■ Brief ■
Rewrite only the lines from the one containing "Expected: one point per instance of the blue" through the end of the records, inclusive. Keep the request lines as they are, and increase every coordinate in the answers by 9.

(Entries from a pointing dataset)

Begin

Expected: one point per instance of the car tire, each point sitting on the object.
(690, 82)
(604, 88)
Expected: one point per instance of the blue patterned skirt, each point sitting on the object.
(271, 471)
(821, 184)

End

■ Solved exercise ■
Expected: one point per instance of the blue patterned skirt, each point sitting on the object.
(280, 480)
(830, 193)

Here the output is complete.